BEGIN SUPPLIED RECORDS

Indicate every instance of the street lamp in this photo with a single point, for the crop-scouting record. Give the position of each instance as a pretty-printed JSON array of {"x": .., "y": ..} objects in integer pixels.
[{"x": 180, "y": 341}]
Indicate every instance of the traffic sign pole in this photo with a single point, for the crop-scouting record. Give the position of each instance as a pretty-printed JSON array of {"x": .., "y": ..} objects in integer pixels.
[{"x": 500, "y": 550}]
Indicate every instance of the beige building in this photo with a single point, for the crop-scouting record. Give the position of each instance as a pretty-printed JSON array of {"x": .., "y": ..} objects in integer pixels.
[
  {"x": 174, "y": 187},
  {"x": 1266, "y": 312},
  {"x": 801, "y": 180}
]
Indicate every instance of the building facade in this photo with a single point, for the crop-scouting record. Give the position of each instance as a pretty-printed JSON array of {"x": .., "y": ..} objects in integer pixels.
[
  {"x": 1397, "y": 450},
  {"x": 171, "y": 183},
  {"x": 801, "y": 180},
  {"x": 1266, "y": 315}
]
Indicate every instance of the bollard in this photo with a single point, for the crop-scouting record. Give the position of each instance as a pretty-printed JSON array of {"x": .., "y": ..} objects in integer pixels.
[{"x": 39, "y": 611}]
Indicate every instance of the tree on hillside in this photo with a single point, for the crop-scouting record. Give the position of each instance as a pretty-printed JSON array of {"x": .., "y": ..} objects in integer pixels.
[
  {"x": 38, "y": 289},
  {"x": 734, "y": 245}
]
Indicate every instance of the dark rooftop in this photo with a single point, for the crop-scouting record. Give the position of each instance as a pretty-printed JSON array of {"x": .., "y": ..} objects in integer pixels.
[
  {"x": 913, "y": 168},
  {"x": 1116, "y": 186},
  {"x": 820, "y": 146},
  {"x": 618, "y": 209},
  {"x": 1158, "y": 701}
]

END SUPPLIED RECORDS
BEGIN SUPPLIED RECORDS

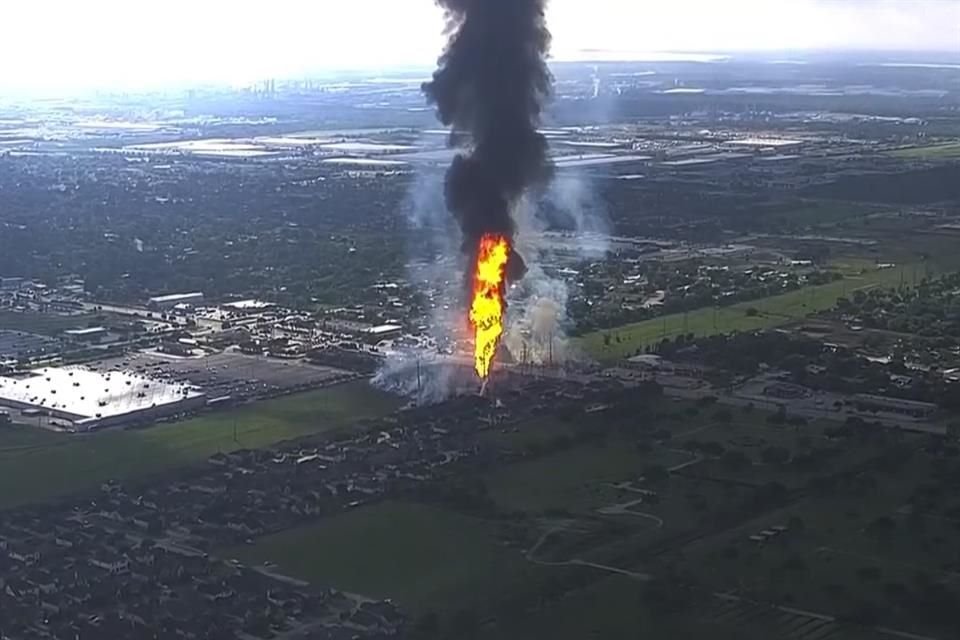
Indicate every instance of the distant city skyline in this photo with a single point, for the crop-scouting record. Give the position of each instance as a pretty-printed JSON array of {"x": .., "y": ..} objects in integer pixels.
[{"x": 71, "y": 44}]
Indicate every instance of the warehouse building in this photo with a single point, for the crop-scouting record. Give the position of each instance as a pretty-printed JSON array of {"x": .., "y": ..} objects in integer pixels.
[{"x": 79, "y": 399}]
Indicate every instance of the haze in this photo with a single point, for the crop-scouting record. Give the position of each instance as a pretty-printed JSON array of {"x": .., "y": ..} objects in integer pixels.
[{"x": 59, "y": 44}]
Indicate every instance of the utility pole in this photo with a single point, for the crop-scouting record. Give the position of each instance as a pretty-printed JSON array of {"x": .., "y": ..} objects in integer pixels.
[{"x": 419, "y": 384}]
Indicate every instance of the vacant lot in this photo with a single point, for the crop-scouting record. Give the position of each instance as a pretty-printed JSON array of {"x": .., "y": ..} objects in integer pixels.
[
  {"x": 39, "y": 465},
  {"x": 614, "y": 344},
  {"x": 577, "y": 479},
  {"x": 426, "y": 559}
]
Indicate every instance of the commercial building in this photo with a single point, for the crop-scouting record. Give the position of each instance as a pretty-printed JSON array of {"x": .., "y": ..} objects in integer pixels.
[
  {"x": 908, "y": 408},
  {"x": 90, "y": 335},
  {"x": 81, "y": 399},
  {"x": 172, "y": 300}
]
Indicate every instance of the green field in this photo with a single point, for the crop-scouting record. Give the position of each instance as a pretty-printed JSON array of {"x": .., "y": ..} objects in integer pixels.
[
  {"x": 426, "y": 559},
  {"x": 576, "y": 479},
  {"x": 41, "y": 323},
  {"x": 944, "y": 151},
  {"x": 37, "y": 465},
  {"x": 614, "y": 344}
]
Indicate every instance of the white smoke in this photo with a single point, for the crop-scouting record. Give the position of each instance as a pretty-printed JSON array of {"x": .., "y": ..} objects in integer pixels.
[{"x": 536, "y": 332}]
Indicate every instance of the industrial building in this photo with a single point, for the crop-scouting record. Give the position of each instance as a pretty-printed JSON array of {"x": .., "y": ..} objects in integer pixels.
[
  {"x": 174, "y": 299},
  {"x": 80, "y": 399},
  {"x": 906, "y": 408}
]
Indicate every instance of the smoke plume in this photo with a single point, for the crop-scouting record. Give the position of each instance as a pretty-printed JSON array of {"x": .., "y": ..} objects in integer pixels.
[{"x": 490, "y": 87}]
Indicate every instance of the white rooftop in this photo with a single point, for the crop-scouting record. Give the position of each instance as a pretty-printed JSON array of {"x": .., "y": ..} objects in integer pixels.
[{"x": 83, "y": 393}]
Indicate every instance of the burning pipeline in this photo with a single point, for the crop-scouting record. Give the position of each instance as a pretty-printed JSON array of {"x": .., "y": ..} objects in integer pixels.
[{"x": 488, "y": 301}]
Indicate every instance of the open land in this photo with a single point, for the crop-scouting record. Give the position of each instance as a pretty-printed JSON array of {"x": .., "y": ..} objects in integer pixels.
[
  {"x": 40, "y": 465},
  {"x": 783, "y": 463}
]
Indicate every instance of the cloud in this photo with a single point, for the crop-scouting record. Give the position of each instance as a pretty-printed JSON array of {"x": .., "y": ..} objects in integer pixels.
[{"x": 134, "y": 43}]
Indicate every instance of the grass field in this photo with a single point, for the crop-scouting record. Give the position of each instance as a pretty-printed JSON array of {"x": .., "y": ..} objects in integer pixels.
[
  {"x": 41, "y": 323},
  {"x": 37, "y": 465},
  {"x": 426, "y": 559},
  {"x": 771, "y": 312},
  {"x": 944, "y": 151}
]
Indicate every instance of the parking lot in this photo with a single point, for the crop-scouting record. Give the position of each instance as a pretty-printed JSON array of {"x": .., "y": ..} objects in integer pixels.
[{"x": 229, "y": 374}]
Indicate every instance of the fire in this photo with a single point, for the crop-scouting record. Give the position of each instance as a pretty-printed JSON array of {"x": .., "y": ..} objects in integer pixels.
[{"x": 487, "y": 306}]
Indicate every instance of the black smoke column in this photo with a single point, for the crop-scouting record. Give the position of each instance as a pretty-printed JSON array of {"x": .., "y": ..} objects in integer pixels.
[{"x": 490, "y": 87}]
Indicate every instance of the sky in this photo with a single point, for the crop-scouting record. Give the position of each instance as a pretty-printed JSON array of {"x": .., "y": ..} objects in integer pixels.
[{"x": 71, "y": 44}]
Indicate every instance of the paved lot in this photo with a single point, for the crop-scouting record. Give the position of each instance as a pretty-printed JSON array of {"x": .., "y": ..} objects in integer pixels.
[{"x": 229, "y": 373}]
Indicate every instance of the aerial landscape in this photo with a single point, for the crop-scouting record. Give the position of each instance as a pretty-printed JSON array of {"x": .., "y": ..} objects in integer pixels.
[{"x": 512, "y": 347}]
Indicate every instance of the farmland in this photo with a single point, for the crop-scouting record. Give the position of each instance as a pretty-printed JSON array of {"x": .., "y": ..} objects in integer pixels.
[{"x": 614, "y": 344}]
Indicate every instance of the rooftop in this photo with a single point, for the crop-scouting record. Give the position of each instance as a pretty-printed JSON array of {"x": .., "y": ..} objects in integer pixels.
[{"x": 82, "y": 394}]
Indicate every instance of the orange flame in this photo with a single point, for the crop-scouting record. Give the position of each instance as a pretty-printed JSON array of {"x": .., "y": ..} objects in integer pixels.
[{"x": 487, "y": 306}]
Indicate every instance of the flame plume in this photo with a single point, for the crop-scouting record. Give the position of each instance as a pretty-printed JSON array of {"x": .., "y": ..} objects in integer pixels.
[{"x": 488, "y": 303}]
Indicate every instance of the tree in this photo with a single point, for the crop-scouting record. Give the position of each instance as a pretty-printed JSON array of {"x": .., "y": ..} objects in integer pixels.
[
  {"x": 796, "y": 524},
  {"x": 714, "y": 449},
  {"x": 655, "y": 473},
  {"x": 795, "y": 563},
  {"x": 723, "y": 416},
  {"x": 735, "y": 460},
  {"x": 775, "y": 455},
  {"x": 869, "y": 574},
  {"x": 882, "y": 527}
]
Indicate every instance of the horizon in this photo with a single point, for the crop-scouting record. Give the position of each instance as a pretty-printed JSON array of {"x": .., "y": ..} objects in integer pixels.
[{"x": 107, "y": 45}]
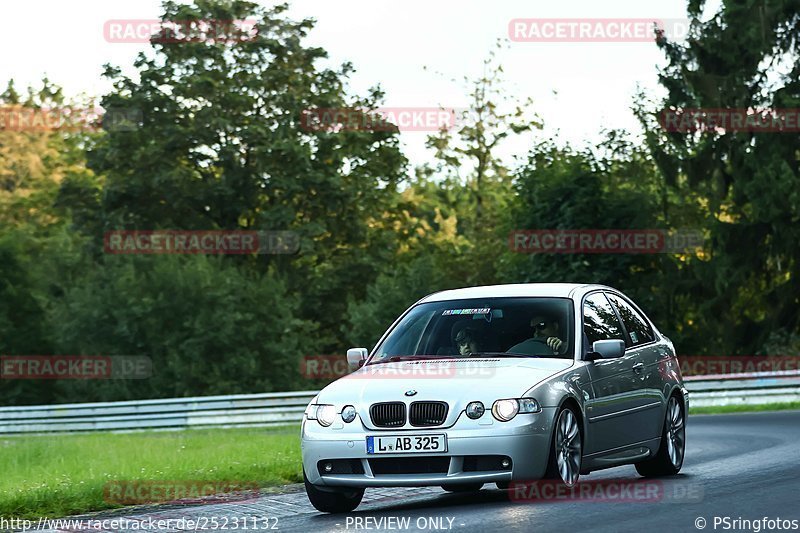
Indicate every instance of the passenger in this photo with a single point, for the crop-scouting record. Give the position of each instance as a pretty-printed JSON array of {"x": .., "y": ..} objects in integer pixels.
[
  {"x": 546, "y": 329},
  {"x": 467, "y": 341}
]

END SUPPLIED RECORDS
BEGIN SUPPLIED RECORDS

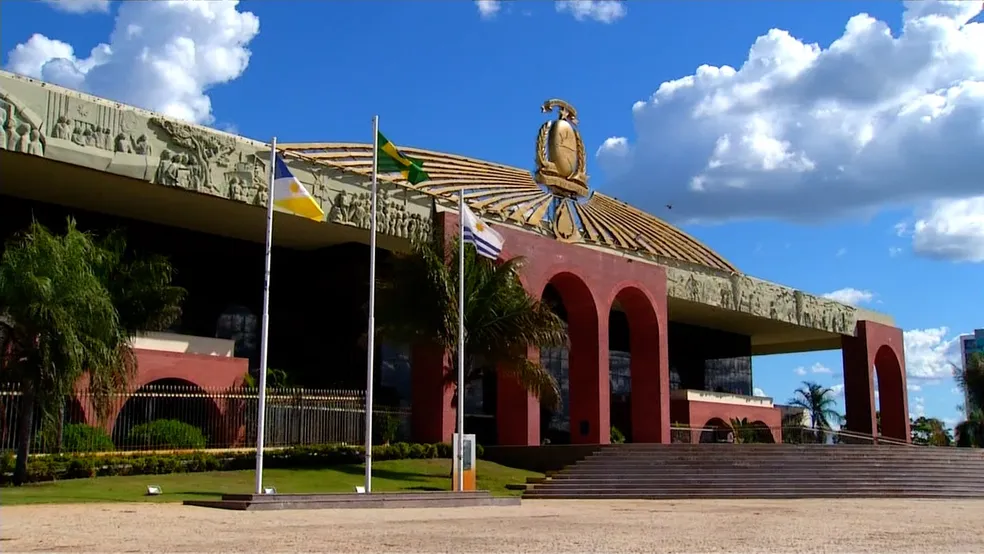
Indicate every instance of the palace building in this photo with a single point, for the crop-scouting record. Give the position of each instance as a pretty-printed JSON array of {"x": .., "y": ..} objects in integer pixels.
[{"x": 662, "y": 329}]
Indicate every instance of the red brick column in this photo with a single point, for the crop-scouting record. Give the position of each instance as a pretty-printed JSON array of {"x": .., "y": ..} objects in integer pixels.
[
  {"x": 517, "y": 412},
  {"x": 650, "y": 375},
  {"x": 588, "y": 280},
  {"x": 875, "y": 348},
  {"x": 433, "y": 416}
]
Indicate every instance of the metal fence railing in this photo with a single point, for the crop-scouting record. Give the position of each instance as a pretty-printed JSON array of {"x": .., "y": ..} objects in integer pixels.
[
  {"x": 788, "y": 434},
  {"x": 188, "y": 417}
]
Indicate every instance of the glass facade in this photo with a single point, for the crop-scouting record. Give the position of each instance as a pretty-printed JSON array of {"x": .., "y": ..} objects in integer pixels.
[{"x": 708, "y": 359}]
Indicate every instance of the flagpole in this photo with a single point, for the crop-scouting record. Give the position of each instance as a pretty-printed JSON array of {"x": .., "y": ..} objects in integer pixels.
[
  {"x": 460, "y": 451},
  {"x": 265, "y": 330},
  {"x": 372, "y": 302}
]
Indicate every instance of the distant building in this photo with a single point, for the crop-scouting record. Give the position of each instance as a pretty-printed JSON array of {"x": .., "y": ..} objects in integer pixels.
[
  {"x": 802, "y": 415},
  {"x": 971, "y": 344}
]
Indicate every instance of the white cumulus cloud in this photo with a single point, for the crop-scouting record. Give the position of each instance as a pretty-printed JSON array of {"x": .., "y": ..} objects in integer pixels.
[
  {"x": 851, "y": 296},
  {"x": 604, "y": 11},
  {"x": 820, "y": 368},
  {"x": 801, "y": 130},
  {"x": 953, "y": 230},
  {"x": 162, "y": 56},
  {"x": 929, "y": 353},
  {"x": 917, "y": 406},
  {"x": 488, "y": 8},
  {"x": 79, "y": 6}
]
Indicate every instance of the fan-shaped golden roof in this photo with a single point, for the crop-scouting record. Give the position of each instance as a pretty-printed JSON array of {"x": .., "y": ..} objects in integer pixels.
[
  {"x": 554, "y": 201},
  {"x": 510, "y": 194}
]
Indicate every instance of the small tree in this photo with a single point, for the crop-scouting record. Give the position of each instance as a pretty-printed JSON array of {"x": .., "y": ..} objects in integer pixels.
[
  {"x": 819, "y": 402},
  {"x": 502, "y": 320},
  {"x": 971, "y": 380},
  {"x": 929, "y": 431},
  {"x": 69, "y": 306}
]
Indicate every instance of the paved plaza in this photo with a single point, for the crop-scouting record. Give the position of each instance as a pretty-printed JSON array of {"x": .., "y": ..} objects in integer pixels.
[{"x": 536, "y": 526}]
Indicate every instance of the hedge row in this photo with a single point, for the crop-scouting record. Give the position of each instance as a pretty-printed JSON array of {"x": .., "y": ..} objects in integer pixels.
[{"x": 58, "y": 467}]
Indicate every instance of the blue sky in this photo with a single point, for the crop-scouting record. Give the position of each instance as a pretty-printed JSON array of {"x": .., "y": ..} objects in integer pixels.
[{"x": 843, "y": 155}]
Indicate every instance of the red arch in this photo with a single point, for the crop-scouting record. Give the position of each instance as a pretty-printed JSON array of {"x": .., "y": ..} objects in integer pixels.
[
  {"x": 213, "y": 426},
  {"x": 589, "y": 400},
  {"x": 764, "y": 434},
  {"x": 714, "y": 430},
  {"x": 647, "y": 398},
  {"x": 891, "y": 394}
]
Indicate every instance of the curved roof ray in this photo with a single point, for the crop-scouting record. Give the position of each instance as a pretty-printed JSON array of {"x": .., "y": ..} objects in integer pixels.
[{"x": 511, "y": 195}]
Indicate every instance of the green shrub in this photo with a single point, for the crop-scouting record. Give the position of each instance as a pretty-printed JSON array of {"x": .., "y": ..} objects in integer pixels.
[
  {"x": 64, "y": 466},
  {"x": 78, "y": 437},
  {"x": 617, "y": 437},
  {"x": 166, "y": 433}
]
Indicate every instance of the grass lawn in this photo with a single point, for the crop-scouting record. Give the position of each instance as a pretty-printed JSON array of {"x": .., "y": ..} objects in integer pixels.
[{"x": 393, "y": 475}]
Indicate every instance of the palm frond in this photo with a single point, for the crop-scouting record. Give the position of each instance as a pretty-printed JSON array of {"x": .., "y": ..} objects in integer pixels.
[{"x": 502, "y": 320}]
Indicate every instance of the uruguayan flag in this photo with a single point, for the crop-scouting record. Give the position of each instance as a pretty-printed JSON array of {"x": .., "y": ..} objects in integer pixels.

END SUPPLIED RECORDS

Scan the entries above for the line containing "Indicate every instance of the grass lawn", and copy it and all lines after it exactly, down to and including the line containing "Indicate every instance of the uruguayan".

Indicate every instance of the grass lawn in this photo with a single point, for the crop-scouting record. Give the position of each instance as a pretty-printed JSON array of {"x": .., "y": ..} objects in integer pixels.
[{"x": 393, "y": 475}]
Indicate every instance of the palm frond in this photo with a single point, for the crop-scouting record. Give the position of each instance as a pretty-printed JSON array of {"x": .., "y": ..} objects in integer pixels.
[{"x": 502, "y": 320}]
Indicate every instance of the uruguayan flag in this photo with a single point, for the crop-scouting record. Give the position of each instance as a pretty-printed JSON array of {"x": .., "y": ..} objects in integer pixels.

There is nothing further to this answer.